** Begin Records shown **

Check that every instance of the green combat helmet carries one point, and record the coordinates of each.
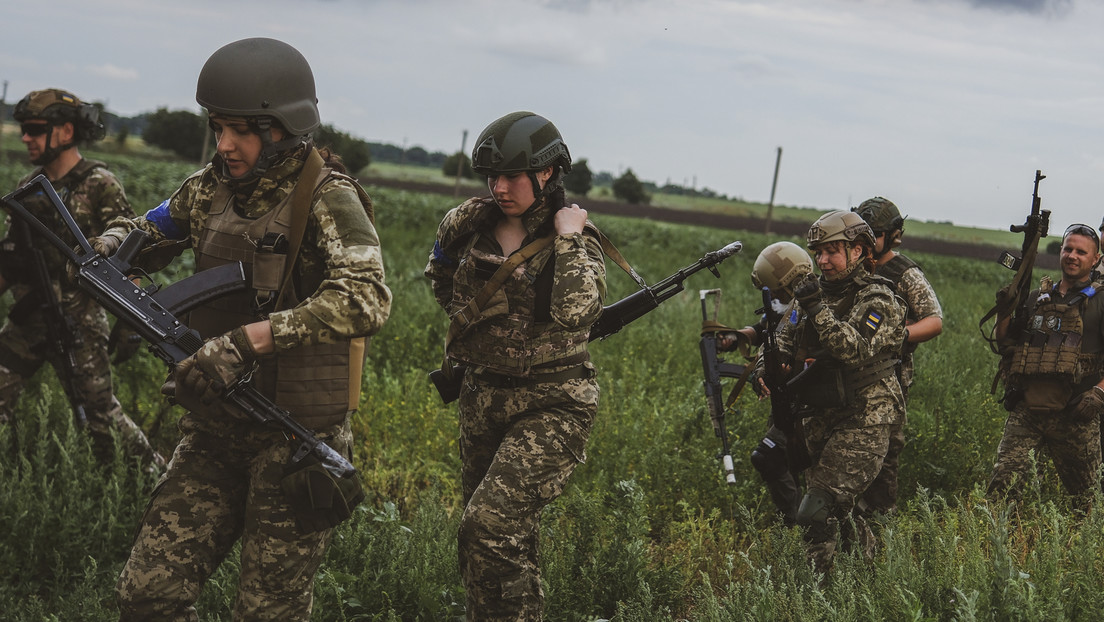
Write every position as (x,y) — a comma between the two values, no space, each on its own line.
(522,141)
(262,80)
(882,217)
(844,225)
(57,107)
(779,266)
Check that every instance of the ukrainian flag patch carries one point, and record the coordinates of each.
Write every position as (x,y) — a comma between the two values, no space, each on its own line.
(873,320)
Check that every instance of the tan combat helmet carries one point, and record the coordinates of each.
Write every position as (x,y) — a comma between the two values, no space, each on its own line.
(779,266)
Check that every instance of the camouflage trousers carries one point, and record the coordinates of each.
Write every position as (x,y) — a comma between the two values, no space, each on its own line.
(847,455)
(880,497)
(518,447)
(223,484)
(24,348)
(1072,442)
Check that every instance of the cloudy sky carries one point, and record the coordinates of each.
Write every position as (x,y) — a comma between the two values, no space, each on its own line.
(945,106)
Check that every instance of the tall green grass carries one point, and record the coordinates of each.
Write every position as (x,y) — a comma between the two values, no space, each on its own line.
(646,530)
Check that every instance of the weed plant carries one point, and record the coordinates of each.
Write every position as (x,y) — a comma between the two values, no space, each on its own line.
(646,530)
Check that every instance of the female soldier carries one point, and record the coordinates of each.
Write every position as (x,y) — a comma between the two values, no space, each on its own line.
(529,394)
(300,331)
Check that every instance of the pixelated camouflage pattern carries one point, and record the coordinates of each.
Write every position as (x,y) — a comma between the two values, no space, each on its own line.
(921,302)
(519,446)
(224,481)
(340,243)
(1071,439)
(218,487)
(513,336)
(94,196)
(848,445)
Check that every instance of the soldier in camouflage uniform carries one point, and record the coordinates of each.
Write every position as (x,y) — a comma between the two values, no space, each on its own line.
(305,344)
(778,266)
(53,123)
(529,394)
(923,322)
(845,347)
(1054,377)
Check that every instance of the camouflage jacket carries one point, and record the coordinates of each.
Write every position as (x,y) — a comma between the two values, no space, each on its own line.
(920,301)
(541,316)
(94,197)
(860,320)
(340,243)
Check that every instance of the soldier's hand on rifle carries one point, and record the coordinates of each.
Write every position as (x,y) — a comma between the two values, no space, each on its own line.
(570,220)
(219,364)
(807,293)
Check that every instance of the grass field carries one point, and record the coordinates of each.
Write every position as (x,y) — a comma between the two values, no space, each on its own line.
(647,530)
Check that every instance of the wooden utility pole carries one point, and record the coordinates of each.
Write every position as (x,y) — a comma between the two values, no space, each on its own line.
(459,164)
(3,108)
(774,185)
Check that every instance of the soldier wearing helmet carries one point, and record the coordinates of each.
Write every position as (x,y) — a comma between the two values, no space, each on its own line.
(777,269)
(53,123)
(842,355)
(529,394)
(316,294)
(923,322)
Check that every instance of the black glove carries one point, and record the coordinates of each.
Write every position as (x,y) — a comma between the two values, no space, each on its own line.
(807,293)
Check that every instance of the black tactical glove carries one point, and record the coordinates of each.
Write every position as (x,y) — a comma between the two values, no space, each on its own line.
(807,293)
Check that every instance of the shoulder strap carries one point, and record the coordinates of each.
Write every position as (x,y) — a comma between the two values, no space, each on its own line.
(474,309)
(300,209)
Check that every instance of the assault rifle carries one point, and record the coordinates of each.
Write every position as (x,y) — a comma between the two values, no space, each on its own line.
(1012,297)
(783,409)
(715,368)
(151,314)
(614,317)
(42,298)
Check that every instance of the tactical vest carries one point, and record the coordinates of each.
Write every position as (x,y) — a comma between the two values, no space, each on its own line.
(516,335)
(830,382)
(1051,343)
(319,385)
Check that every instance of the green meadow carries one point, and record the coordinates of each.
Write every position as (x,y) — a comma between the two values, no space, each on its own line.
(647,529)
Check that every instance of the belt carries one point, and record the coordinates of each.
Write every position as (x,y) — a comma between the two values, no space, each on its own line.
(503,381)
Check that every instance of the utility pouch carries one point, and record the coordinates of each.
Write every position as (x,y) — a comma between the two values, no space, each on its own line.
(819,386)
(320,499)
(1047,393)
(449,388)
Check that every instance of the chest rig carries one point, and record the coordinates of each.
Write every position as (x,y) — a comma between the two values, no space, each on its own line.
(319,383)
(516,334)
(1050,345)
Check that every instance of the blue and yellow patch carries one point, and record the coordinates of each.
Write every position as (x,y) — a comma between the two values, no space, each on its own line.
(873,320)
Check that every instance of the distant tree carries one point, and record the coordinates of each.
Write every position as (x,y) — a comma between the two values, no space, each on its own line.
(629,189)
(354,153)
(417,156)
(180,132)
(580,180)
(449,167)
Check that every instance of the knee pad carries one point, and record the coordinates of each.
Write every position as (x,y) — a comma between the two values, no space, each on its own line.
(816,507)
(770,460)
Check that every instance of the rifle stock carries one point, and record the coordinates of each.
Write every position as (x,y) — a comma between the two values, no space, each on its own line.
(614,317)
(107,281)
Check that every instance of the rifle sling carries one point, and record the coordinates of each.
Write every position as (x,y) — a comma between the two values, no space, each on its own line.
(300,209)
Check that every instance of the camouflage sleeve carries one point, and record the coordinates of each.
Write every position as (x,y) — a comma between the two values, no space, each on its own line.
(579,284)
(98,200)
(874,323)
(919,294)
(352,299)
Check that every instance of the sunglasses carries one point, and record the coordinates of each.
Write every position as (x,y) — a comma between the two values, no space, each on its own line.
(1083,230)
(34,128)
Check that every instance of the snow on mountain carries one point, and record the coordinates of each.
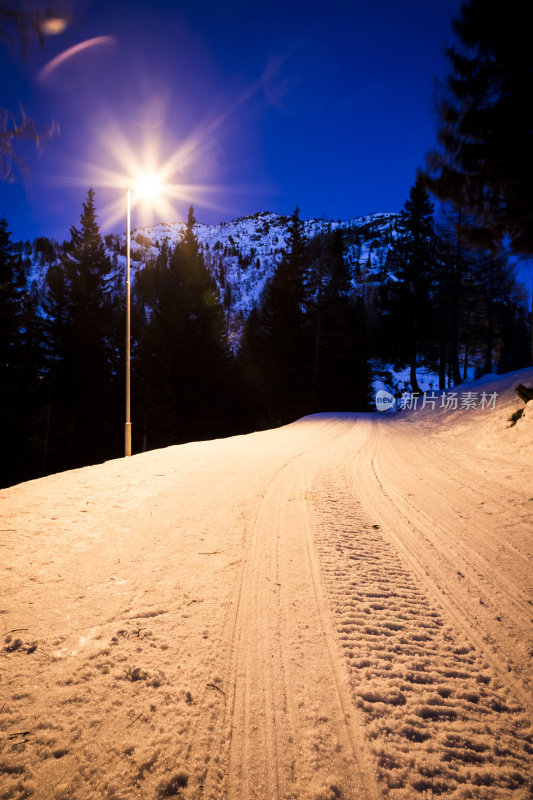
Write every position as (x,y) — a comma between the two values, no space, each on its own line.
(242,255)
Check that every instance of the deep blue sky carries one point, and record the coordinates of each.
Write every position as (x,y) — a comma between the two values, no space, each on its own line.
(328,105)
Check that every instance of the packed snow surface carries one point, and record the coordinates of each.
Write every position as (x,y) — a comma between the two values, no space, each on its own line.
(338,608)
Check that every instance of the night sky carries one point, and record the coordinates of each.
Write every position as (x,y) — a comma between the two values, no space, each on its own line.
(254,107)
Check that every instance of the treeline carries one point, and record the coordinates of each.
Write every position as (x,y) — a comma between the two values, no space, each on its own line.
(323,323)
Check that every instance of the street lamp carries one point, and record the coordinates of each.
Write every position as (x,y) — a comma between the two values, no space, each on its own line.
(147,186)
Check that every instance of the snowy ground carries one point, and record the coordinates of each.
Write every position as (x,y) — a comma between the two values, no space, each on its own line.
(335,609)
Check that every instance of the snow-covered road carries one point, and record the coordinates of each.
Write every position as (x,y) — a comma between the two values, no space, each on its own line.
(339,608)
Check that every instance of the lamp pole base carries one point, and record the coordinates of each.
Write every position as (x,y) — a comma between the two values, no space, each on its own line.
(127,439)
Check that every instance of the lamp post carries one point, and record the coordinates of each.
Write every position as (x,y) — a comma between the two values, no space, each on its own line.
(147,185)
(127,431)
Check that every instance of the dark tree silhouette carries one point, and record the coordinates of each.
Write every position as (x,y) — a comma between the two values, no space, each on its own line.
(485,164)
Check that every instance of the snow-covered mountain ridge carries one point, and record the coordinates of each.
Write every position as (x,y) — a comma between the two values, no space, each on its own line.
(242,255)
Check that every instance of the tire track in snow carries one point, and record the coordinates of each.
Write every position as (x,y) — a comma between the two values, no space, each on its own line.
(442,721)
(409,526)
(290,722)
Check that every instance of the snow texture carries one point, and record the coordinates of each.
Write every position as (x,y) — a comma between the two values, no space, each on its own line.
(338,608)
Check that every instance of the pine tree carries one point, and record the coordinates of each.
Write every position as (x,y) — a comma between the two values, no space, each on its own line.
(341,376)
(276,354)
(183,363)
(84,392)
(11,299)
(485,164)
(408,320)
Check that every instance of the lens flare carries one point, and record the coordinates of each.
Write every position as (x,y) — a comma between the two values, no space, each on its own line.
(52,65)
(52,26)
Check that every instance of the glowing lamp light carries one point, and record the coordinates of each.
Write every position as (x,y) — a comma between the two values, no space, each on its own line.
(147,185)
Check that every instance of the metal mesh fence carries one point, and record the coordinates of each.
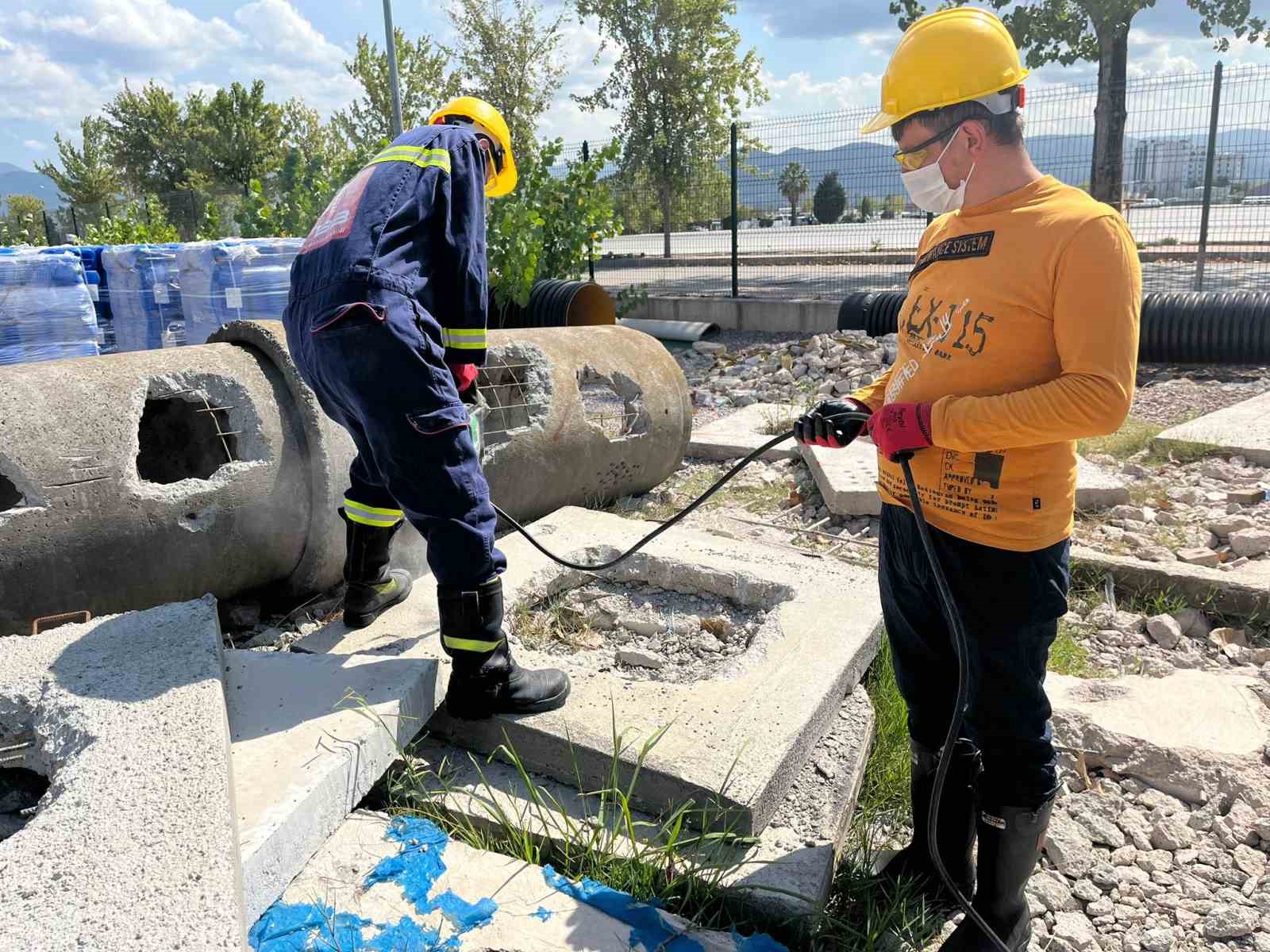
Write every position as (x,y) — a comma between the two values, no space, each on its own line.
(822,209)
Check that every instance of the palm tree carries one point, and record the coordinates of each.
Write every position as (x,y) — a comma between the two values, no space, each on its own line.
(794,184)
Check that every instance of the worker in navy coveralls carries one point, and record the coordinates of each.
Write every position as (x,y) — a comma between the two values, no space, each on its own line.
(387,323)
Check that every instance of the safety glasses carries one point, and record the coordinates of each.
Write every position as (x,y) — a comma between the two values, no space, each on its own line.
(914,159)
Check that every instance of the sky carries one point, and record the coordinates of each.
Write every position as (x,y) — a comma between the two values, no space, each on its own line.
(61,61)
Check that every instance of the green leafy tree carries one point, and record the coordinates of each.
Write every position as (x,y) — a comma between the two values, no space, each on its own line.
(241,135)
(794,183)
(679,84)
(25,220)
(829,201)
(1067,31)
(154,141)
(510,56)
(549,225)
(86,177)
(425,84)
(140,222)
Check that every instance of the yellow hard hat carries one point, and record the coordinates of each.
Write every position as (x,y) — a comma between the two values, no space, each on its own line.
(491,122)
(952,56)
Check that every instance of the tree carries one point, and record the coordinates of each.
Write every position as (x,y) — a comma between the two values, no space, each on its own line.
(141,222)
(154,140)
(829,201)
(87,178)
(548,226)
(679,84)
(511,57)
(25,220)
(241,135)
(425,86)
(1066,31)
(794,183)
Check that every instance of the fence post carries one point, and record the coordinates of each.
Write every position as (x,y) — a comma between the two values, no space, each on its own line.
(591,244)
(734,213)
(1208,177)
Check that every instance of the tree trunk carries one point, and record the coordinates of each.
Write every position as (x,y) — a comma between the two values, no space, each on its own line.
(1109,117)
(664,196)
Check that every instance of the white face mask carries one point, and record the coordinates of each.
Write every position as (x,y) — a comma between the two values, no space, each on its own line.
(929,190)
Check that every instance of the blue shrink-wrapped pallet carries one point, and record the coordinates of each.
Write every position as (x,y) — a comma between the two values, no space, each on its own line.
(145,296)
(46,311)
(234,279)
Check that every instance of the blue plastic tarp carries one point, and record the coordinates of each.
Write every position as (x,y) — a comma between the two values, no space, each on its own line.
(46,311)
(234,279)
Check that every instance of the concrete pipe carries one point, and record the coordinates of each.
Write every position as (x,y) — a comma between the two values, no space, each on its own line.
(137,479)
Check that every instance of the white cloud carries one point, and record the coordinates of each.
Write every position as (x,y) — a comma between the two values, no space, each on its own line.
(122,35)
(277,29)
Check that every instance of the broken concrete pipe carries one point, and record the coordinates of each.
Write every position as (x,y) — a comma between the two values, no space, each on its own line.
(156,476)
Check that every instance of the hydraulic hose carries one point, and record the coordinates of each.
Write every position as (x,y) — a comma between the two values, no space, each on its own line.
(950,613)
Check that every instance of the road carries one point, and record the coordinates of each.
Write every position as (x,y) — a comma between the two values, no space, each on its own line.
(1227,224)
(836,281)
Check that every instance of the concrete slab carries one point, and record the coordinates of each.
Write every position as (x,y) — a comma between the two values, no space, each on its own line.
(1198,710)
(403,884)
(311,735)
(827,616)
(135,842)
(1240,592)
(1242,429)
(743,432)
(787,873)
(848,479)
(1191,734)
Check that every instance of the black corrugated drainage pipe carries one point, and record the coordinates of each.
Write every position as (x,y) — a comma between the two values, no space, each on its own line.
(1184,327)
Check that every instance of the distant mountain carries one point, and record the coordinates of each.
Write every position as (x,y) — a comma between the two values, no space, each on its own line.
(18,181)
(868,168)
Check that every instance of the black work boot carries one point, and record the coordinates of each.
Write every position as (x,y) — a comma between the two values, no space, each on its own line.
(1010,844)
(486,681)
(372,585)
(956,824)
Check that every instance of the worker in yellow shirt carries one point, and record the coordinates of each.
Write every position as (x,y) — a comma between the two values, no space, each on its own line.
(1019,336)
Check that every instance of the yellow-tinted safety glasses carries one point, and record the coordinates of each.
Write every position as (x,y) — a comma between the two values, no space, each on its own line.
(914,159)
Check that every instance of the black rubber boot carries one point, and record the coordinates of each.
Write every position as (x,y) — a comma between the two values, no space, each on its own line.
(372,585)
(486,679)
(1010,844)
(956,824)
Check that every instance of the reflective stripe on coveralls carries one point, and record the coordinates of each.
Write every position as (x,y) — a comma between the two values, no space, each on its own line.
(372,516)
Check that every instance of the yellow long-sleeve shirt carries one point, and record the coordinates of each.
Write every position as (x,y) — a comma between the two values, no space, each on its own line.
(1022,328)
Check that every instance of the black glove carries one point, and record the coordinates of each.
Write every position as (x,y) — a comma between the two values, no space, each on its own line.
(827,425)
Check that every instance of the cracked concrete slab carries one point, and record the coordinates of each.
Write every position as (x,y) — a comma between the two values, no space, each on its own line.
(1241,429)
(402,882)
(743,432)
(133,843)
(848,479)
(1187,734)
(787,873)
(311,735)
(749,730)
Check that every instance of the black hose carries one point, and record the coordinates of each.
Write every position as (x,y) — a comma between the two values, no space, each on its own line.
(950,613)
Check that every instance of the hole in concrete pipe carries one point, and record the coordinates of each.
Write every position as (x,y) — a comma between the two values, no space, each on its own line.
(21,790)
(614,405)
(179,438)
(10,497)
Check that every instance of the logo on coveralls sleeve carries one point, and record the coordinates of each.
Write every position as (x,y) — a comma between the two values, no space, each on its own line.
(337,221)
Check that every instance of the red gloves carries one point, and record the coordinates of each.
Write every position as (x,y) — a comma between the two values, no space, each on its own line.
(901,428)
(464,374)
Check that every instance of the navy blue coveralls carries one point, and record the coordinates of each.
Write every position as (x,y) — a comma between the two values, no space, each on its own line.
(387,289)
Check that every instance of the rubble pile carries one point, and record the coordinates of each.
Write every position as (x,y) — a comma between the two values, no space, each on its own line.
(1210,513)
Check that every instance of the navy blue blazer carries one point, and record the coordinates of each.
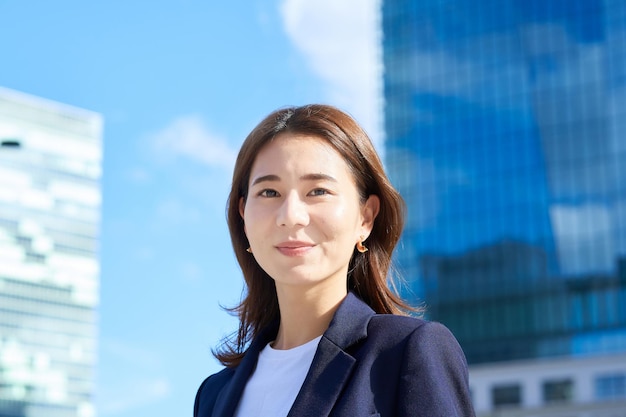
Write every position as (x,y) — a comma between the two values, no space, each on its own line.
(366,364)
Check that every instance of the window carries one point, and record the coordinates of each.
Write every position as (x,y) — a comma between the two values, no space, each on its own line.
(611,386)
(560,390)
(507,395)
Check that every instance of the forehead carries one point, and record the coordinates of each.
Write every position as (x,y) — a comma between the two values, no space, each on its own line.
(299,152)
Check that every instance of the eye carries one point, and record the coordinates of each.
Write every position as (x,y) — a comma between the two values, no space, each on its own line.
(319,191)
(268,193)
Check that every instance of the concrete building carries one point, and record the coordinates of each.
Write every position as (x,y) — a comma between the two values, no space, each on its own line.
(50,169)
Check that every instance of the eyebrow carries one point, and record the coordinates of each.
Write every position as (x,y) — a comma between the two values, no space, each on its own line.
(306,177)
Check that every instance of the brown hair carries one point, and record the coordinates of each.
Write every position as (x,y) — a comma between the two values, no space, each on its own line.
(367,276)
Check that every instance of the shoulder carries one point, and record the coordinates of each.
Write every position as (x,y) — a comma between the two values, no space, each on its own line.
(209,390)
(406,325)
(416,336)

** End Records shown **

- _Task to carry out_:
Repeat exactly the lines starting at the line with "Check that every instance of the forehead" and ending with the final line of the entries. Include nothing else.

- _Solution to this exercise_:
Check that every instance of the forehead carries one point, and record the coordinates of each.
Write every position as (x,y) — a comma between the two values, no space, each on its own line.
(299,152)
Check that every instance of the eye carries one point, and record the coordinates of each.
Write every position as (x,y) — a comma between the two values, no space, each on its own line.
(319,191)
(268,193)
Check that every instance of the concrete building carries one point, and record the coordinates of each.
Write every position as (x,y) — a comma between the two values, no space, each on its own line.
(50,169)
Check that every instance of the eyebrow carries one point, and record the coordinates of each.
Write every position as (x,y) — a comma between the two values, no space, each on its own line.
(306,177)
Check that every instance of the brown hair carries one point, and record the coordinates of each.
Write every position as (x,y) — a comma between the two values, no space, each on its own line.
(367,276)
Check that every instance of the shoulder carries one point, and record the coordinates of each.
Write every position as (x,y) — a comma between the two values, no space, each on its own line.
(209,390)
(406,325)
(416,336)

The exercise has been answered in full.